[REQUIRED TASK]: Quote every line in the listing below that contains the word "uniform".

>> START AVAILABLE DATA

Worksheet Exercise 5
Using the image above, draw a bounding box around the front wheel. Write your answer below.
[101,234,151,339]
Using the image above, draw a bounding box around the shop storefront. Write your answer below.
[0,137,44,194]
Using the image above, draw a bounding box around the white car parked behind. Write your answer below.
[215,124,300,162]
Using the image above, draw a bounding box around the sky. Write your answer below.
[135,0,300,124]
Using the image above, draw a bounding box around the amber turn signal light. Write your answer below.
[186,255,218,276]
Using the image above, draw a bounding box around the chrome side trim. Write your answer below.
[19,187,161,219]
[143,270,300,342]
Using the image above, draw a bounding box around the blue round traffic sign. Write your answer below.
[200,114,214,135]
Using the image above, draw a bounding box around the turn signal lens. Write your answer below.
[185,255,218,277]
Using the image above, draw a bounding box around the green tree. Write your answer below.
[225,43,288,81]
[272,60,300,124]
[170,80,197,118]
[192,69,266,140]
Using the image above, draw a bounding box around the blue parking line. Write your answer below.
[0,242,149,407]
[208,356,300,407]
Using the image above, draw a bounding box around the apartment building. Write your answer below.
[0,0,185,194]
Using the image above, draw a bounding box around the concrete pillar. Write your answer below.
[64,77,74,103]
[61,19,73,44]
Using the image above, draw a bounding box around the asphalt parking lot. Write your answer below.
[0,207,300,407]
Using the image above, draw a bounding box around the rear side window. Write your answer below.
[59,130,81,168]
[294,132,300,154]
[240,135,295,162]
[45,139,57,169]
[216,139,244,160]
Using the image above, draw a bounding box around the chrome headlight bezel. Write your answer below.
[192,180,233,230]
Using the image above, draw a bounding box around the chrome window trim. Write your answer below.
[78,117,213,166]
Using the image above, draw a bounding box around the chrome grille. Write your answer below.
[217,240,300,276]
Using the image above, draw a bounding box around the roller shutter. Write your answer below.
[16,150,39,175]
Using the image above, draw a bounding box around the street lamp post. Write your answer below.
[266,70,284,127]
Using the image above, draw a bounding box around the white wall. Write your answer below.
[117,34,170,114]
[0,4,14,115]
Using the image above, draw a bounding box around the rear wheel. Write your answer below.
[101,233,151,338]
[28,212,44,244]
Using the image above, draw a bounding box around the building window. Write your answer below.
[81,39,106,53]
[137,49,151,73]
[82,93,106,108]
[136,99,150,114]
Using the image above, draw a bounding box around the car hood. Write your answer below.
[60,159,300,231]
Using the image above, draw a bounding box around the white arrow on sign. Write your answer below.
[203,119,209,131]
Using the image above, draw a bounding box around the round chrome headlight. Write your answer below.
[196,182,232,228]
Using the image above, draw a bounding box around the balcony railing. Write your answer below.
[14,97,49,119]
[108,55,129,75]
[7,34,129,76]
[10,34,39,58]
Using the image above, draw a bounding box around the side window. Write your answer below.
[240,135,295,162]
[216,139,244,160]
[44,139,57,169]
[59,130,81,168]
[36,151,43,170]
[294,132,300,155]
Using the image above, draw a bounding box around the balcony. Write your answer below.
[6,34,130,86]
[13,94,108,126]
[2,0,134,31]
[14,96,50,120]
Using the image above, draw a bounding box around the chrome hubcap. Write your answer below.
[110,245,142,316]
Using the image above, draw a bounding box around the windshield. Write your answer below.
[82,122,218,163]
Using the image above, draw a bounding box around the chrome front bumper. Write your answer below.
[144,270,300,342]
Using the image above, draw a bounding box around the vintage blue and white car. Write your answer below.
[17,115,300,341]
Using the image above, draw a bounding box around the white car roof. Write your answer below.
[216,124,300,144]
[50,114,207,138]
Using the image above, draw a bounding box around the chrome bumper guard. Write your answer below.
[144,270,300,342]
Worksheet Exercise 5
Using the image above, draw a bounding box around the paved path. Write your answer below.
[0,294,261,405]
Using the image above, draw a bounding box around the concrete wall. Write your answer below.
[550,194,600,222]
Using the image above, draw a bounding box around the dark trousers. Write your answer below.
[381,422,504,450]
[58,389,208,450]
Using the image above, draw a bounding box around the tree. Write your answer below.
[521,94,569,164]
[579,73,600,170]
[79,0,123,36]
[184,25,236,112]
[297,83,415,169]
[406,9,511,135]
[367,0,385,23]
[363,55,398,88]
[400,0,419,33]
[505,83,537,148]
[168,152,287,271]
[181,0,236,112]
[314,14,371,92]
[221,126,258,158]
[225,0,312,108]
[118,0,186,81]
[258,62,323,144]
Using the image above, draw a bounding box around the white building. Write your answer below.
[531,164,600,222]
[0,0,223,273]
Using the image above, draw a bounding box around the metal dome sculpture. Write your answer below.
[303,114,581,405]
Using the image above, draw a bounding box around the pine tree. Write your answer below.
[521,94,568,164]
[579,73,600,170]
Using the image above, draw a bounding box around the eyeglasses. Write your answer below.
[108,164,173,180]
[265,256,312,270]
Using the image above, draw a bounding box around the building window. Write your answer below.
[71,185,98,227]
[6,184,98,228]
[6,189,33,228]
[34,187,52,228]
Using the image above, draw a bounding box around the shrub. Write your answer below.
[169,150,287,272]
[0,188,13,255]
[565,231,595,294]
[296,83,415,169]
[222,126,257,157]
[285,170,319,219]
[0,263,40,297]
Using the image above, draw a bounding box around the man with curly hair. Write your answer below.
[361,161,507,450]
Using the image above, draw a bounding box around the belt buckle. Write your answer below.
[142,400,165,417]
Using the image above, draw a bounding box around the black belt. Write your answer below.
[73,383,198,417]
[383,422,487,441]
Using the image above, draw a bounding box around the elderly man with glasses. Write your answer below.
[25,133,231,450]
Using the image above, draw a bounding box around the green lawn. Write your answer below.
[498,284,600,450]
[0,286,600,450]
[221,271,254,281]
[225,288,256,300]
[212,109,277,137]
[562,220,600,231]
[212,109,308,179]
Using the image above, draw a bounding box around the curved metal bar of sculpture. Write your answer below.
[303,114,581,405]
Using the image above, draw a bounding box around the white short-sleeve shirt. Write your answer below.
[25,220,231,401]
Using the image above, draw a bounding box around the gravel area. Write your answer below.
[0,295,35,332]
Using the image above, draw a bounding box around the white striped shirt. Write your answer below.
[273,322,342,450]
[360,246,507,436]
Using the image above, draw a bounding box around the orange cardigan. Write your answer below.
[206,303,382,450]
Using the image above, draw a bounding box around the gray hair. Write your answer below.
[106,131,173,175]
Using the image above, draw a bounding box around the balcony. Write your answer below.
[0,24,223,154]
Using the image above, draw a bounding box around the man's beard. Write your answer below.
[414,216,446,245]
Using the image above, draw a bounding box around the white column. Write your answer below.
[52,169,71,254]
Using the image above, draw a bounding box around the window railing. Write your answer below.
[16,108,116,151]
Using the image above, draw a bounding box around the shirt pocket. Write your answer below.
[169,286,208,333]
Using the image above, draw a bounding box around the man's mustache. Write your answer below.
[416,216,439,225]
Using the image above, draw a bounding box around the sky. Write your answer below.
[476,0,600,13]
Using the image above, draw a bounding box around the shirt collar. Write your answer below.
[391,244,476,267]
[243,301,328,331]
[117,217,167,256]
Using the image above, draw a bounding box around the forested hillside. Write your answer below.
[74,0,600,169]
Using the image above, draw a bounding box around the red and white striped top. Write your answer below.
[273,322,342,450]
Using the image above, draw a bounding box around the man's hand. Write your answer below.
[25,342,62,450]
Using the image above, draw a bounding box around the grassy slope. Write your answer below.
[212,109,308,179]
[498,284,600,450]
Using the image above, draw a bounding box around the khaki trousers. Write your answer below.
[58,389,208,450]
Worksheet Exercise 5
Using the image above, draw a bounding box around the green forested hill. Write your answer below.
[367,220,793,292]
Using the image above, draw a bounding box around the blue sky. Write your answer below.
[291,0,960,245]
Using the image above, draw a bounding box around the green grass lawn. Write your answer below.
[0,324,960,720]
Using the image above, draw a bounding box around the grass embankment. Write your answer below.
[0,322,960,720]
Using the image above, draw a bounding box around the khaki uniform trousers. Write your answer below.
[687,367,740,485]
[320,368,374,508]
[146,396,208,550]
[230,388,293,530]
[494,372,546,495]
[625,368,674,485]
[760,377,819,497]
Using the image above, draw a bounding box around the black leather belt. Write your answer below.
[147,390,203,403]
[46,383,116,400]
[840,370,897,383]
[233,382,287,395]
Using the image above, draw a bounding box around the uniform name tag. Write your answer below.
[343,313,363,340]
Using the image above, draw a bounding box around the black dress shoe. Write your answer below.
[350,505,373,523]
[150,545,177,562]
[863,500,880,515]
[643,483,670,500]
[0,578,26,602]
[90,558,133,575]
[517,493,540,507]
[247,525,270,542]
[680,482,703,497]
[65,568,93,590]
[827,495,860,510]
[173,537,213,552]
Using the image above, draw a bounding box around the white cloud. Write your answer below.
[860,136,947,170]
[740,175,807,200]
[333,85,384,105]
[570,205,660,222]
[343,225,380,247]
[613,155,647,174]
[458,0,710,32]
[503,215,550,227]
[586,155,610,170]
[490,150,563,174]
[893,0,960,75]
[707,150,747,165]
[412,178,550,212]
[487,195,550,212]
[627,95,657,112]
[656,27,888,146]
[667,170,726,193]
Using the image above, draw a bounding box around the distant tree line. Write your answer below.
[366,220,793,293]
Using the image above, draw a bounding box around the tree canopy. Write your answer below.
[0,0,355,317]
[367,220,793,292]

>> END AVAILABLE DATA

[SOLUTION TO THE PROBLEM]:
Using the image above, draw a bounding box around the khaki uniform trousers. Write your answer below.
Using the image above, draw a bounding box around the uniform name tag. Write your answer below.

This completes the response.